» Instructions:
A – According to the B/S architecture and NoSQL excerpt, which protocol does the web server use to send file data to the user?
B – Turn the paragraph of the B/S architecture and NoSQL excerpt that begins "A key-value database is essentially" into a short bulleted list that keeps its main facts.
C – Pick up the excerpt on B/S architecture and NoSQL databases after its last sentence and keep writing in the same technical style.

» Excerpted text:
2.5. Multimedia B/S Architecture

Here, the Browser/Server architecture belongs to a three-layer structure, and its three-level structure is shown in Figure 5. In the B/S structure, the first-level browser is the presentation layer, and the main function is to implement the user. The interface is fully docked. When the client sends a specific request to the web server specified by the URL (Uniform Resource Locator), the web server transmits the corresponding file data to the user by using the HTTP protocol, and the client can display the WWW-based browser after accepting.

The second layer of the Web server is a functional layer; the main function is to achieve the customer’s specific application; that is, when the Web server accepts the client request, it will use the CGI program and ASP or JDBC-ODBC interface and the database is docked to implement the application processing, after which the results of the database are returned to the web server and then transferred to the corresponding client. As for the third-tier database server, it is the data layer. The main function is to implement independent data processing in response to the client’s request. The Browser in the Browser/Server system is a type of general-purpose browser. It does not have any application in the normal sense. The middle layer in the Browser/Server system is a very important core part of the B/S structure.

2.6. NoSQL Database

2.6.1. Key-Value Storage

A key-value database is essentially a hash table, similar to the data structure used by the HashTable collection in the Java language. Stored according to the key value, the value corresponding to each key value can be an arbitrary value. NoSQL does not impose too many restrictions on value and can be freely determined by each product. In general, NoSQL databases only provide simple operations such as set, get, and delete based on the key value, and do not provide operations for a value’s value.

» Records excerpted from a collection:
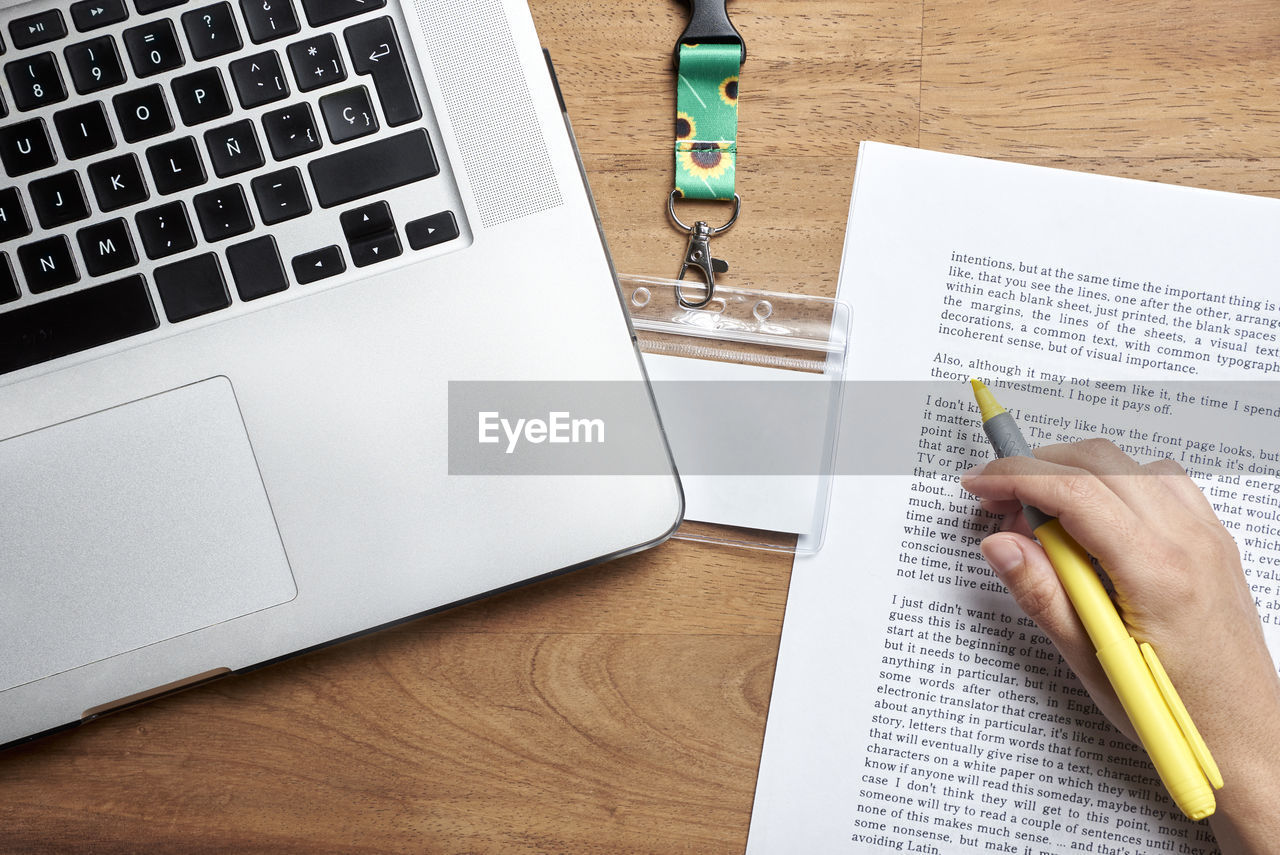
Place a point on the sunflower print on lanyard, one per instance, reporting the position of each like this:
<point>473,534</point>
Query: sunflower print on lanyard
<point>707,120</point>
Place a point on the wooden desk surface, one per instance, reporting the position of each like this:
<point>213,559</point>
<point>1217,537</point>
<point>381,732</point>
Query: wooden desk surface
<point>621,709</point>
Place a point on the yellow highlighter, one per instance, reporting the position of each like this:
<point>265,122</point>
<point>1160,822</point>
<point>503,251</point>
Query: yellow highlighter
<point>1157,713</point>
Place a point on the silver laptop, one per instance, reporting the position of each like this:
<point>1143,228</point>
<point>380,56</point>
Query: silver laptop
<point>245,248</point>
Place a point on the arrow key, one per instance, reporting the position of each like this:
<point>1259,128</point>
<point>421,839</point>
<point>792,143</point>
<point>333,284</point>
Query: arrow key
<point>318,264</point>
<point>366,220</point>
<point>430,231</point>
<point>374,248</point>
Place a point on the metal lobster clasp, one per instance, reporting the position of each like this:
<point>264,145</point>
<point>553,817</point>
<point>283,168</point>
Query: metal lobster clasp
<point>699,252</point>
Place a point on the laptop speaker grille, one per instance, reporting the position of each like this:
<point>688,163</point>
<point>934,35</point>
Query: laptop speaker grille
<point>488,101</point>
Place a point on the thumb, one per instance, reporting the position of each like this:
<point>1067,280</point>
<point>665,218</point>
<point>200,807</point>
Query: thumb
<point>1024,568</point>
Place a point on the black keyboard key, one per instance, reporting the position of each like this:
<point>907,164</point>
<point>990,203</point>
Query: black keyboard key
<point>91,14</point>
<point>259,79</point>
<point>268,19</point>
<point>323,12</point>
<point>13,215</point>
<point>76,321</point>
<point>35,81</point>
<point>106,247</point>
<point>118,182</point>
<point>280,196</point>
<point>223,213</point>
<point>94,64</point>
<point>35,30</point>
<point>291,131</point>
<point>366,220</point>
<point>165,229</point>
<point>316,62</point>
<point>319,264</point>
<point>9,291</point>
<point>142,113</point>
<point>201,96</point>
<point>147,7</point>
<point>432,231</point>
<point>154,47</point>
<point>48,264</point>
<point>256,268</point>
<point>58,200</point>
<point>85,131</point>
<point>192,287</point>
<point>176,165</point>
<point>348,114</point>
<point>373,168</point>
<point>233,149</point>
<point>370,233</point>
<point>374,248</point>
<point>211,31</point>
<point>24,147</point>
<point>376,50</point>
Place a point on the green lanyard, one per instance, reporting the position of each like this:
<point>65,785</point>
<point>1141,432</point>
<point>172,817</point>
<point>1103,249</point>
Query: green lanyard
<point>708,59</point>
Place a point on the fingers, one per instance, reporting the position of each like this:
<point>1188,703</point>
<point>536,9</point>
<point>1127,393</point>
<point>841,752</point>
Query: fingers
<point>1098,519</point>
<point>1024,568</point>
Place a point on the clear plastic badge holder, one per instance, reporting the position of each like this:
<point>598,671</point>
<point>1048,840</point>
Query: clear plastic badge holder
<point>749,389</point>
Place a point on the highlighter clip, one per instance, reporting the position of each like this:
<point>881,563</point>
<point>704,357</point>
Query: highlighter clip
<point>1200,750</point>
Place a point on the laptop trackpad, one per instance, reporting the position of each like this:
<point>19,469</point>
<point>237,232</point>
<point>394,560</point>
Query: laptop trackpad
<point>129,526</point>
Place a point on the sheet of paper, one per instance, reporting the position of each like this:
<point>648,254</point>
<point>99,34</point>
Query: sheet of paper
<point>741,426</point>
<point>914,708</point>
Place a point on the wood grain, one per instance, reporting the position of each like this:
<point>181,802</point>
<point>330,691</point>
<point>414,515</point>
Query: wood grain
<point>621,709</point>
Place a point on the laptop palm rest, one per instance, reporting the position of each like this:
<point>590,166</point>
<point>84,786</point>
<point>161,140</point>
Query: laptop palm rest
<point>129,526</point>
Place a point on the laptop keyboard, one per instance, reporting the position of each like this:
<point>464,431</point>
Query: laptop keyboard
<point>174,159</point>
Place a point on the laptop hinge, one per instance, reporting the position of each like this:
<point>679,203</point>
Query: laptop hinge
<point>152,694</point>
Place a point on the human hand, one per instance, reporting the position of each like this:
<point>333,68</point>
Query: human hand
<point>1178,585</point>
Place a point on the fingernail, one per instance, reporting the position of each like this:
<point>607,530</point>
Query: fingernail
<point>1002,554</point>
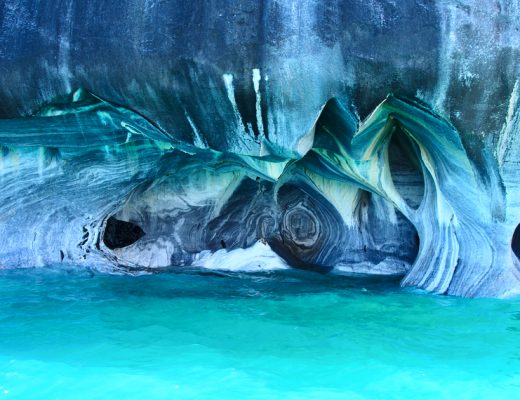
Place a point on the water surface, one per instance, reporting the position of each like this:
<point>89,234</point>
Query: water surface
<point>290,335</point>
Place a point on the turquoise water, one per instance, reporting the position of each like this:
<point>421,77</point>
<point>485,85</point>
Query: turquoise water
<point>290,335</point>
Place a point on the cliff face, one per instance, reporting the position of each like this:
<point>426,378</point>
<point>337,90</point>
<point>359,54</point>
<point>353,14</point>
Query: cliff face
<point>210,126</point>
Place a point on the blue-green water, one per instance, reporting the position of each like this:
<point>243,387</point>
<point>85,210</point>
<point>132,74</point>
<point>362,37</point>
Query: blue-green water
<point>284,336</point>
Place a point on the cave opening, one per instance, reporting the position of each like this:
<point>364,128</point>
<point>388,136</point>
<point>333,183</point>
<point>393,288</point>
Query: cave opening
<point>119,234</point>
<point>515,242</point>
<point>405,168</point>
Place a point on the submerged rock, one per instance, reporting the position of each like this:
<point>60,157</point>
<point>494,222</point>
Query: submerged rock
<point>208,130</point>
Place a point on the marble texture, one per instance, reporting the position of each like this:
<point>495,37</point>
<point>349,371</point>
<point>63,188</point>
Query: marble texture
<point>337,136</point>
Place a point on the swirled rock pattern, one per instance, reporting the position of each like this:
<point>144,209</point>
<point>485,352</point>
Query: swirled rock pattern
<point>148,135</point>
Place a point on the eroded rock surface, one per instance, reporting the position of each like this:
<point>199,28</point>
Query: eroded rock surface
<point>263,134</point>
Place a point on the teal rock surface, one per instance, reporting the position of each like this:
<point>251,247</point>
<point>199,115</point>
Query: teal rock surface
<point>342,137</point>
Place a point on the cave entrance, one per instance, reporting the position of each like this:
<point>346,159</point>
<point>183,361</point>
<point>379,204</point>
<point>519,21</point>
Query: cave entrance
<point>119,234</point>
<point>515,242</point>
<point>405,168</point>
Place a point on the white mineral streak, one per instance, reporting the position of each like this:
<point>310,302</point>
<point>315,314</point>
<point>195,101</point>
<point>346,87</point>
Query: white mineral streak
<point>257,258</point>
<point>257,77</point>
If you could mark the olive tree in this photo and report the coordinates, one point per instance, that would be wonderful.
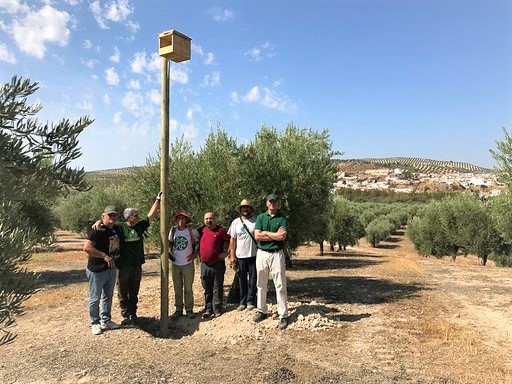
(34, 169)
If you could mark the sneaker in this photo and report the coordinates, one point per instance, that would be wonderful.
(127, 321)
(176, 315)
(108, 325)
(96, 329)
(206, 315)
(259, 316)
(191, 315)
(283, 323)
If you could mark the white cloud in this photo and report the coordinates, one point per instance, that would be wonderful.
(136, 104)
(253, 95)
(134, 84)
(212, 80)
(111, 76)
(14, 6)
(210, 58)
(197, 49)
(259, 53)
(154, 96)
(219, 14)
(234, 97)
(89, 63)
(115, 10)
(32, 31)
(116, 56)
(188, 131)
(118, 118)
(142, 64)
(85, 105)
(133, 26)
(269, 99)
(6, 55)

» Response list:
A – HTTP

B –
- A key-value database is essentially a hash table, like the structure behind Java's HashTable collection.
- Data is stored by key, and the value for each key can be anything.
- NoSQL places few restrictions on values; each product decides for itself.
- NoSQL databases usually offer only simple key-based operations such as set, get, and delete, with no operations on the values themselves.

C –
2.6.2. Document Storage

The design of the document type database is inspired by the Lotus Notes office software, which is also stored based on key, but the corresponding value is no longer an arbitrary value, but a structured document. This structured document must meet specific storage formats such as XML, JSON, and more. A document-based database can be thought of as an upgraded version of a key-value database that allows nested key values within a document to implement complex storage.

2.6.3. Column Storage

Column storage relies on a table model in a relational database, but it does not provide a multitable join operation like Join in a relational model. The design idea is that when the user stores the data, the “Column” is used as the storage focus point, which is significantly different from the “Row” in the relational database. From the perspective of physical storage, since the minimum storage unit of the hard disk is the page, the relational database stores the data of the same record in the table in the same page of the hard disk, and the column storage stores the data belonging to the same column.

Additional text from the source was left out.